**KUTIPAN TEKS**
────────────────────────────────────────

Sastra vs Sains, Berpikir Kritis dan Multidisiplin untuk Masa Depan Bangsa

Oleh Adi Permana

Editor Adi Permana


BANDUNG, itb.ac.id – Okky Madasari, sastrawan Indonesia dan kandidat PhD National University of Singapore, membuka paparan Studium Generale Rabu (17/2/2021) dengan menyuarakan secara lantang tiga fakta historis Indonesia semasa menjadi wilayah jajahan. Pertama, pemerintah saat itu memang menyediakan pendidikan, tetapi hanya untuk kepentingan kolonial. Kedua, Indonesia—dan negara jajahan lainnya—tidak dirancang untuk maju dalam sektor industri, melainkan hanya dimaksimalkan pengerukan sumber daya alamnya. Ketiga, banyak stereotipe dan mitos negatif yang disebarkan, contohnya tentang kemalasan orang Jawa.

“Apakah orang Jawa malas? Tidak!” Okky menjabarkan betapa masyarakat Jawa mampu membangun peradabannya sendiri sebelum Nusantara dijajah. Cap malas tersebut lahir dari standar yang ditetapkan oleh pemerintah kolonial, yang saat itu memiliki kekuasaan. Terlebih, cap malas tersebut memang sengaja dihadirkan agar muncul internalisasi stereotipe dan mitos di kalangan masyarakat pribumi. Internalisasi tersebut menyebabkan inferiority complex, perasaan rendah diri dan merasa tidak lebih baik daripada orang luar. Buntutnya adalah captive mind ‘pikiran yang terbelenggu’. Akibatnya, banyak mind’s block yang terbentuk dan menghambat individu-individu tumbuh.

Secara struktural, dapat dikatakan penjajahan akhirnya menyebabkan budaya ketergantungan, baik dari segi akademik, ekonomi, hingga industri. Kita terbiasa mengikuti sistem global, terbiasa membiarkan diri dalam kontrol pihak-pihak eksternal diri kita. Hal tersebut telah dikritik oleh banyak karya sastra. Contohnya karya Multatuli dan Pramoedya Ananta Toer. Melalui "Kerumunan Terakhir", Okky juga bangkit untuk mengkritisi kondisi tersebut yang berlarut-larut di Indonesia hingga hari ini.

────────────────────────────────────────

**DATA YANG DISEDIAKAN**

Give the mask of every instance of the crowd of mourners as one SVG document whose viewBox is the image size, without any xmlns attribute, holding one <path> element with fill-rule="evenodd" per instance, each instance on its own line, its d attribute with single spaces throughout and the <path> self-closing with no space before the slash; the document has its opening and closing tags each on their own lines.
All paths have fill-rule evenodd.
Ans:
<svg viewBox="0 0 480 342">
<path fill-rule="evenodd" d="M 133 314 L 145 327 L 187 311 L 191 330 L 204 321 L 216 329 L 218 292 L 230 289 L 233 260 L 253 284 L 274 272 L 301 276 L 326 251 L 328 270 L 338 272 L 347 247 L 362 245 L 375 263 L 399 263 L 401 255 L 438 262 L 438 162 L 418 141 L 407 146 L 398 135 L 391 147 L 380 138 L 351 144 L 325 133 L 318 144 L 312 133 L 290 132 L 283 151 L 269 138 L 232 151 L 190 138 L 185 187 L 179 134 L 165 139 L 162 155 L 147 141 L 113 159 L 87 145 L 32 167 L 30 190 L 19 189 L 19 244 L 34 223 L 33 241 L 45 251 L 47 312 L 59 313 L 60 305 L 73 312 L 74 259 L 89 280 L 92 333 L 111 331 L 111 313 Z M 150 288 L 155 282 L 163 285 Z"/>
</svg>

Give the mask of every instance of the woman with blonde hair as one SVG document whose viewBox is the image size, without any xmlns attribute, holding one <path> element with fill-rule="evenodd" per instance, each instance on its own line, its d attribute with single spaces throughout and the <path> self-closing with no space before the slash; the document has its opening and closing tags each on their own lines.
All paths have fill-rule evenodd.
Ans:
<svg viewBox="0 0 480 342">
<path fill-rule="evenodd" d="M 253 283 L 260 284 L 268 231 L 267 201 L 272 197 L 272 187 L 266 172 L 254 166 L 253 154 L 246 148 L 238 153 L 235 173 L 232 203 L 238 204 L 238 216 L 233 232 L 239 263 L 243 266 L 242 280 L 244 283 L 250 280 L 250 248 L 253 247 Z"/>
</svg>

────────────────────────────────────────

**INSTRUKSI 1**
Menurut kutipan teks, karya siapa saja yang disebut sebagai contoh karya sastra yang mengkritik budaya ketergantungan?
**INSTRUKSI 2**
Teruskan kutipan teks tentang paparan Okky Madasari dalam Studium Generale, dimulai setelah kalimat terakhirnya.
Data di atas merupakan bahan tersendiri yang tidak berkaitan dengan kutipan teks.

**KELUARAN YANG DIHARAPKAN 1**
Karya Multatuli dan Pramoedya Ananta Toer.

**KELUARAN YANG DIHARAPKAN 2**
Sejarah yang bertalian dengan realitas saat ini adalah sebuah kompleksitas. Kompleksitas sendiri, disebutkan oleh Okky, adalah titik utama makna “multidisiplin”. Sastra membantu kita membaca gambaran besar dari kompleksitas itu, sehingga kita bertanya, berpikir kritis, dan berusaha melahirkan kreativitas dan inovasi untuk dapat mengatasinya.


Itulah yang sebenarnya dibutuhkan Indonesia saat ini. Sekalipun Industri 4.0 banyak digaungkan, mestinya kita menyampingkan itu terlebih dahulu dan meluruskan apa yang sebenarnya Indonesia masa depan butuhkan. “Kita butuh kreativitas, invoasi, kemandirian; bukan sekadar menjadi konsumen, bukan sekadar penghasil bahan mentah,” tegas Okky.

Selain itu, hal yang terpenting, orientasi akhir kita mestilah keberpihakan pada kemanusiaan. Kita perlu belajar dari karya sastra, salah satunya Minke dalam “Bumi Manusia” karya Pramoedya Ananta Toer. Minke mendedikasikan ilmunya bagi kepentingan masyarakat, bukan saja bagi dirinya sendiri. Okky mengimbau seluruh mahasiswa Institut Teknologi Bandung (ITB) melakukan hal serupa. Apapun bidang dan profesinya nanti, mestilah kita bergerak demi kemanusiaan.

Menjelang akhir, Okky Madasari menekankan pentingnya membaca karya sastra. Dia menyatakan bahwa ilmuwan yang tidak membaca karya sastra hanya akan menghasilkan gagasan kering, tak inovatif, tak berjiwa, dan tak menyuarakan kemanusiaan. “Sastra memberi arah ke mana sains menuju,” ujar Okky menutup paparannya.

Reporter: Zahra Annisa Fitri (Perencanaan Wilayah dan Kota, 2019)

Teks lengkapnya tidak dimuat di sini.